| EXTRACT TO READ |
····················
# main vs. side



## ThomasK

We have had a thread on "main course", but I would like to know how you render "*main*" versus "*side*" in compounds in your language in general.


----------



## ThomasK

Dutch: *hoofd*-/ head (_gerecht_/ dish, course, _weg_/road ('way')))
vs. *neven- /*next to (-_effect_)/ *zij *[<zijde]/side (-_straat_/ street)

Combinations: *hoofdzaak *[case, business]/ main point, _*hoofdcommissaris*_/chief constable,
                        vs. *bijzaak*/ minor point, *bijzit *[side-sit]/ maitresse (informal, somewhat derogatory), *bijbaan*/ side job,
                        vs. *nevenproduct*/ side product, _*neven*effect_. (but not as common as "zij-" it seems to me...)
                        vs. _*bij*product, but not *bijeffect_

I found out that _*main *_in English refers to power (_magnus, might_, ...)


----------



## Frank78

ThomasK said:


> Dutch: *hoofd*-/ head (_gerecht_/ dish, course, _weg_/road ('way')))



Same in German "Haupt-"



ThomasK said:


> vs. *neven- /*next to (-_effect_)/ *zij *[<zijde]/side (-_straat_/ street)



That depends: "Neben-" (next to) as in "Nebenprodukt" (by-product) or "Bei-" (by) as in "Beilage" ("side dish" in the context of dining)
····················
| RECORDED INFORMATION |

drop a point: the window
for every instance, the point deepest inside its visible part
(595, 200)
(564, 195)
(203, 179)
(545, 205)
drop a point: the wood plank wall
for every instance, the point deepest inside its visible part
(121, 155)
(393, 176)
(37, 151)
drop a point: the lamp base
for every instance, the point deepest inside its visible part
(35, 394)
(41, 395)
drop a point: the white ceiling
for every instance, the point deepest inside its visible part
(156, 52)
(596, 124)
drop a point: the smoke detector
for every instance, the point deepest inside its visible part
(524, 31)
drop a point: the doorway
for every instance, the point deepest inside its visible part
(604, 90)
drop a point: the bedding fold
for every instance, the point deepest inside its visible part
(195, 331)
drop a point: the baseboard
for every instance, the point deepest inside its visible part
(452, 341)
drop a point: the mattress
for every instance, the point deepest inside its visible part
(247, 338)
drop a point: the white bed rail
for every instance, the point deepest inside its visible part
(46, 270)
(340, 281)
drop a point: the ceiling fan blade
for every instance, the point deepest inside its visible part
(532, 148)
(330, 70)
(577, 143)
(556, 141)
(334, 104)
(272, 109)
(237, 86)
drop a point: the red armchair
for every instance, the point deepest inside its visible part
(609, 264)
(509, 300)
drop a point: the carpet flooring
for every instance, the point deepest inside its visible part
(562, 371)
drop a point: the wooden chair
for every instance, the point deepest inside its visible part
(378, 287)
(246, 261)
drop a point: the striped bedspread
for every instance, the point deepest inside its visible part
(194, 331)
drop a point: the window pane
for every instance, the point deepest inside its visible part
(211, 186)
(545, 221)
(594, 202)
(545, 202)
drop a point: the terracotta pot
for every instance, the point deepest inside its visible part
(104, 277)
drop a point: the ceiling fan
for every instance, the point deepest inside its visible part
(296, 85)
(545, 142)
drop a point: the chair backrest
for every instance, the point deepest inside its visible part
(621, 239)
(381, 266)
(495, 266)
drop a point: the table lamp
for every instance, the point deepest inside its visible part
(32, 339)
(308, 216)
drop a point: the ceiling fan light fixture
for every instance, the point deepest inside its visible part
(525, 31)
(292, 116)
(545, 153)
····················
| SHORT TASK A |
Answer these questions about the thread on "main" versus "side" in compounds:
(i) Which German prefix does Frank78 give as matching Dutch "hoofd-"?
(ii) Which Dutch word does ThomasK gloss as "side job"?
(iii) According to ThomasK, what does English "main" refer to?
| SHORT TASK B |
List every German word or prefix cited in the thread on "main" versus "side" in compounds.
| SHORT TASK C |
Write a continuation of the thread on "main" versus "side" in compounds, starting after its last post.

| ANSWER A |
(i) Haupt-
(ii) bijbaan
(iii) Power

| ANSWER B |
Haupt-, Neben-, Nebenprodukt, Bei-, Beilage

| ANSWER C |
----------



## ThomasK

ThomasK said:


> I found out that _*main *_in English refers to power (_magnus, might_, ...)


 But of course in some cases English has _*chief*_, as in chef, head again. Maybe _*principal *_can  be mentioned here too perhaps: the first (prime) to be taken (_capere_). But it is not that common, I guess: I find _the principal theme/ players/... _ somewhere...

@Frank78 : do you think there is some *rule for the use of "neben" vs. "bei" *in German? In Dutch you often have a double : both a compound begining with "neven" and one with "bij"; But I think "bij" is more common...

The funny thing: _*neveneffect*_, NOT bijeffect, _*bijwerking*_, NOT nevenwerking (werking =  effect, +/-).. I added the prefix _bij_ in #2...


----------



## Welsh_Sion

*Cymraeg/Welsh

Prif *(< Lat. 'primus') *gwrs *(< Eng. 'course'). A rare example of an adj. coming *before* the noun, thus causing _Treiglad Meddal/_Soft Mutation to the noun. *'Main course'/Main dish' *(Equiv. of *'plat principal'* in Fr.).

*Plât *(Eng. 'plate' or maybe Old Fr.) *ochr *(< Celtic < PIE *okri- 'sharp') *'Side plate'.

Welsh* also uses *is- (*'below') and *'sgil-'* ('in the wake of ...') to indicate secondary, side matters. For example, *isgynnyrch *'by-product' and *sgil-effeithiau* 'side-effects'.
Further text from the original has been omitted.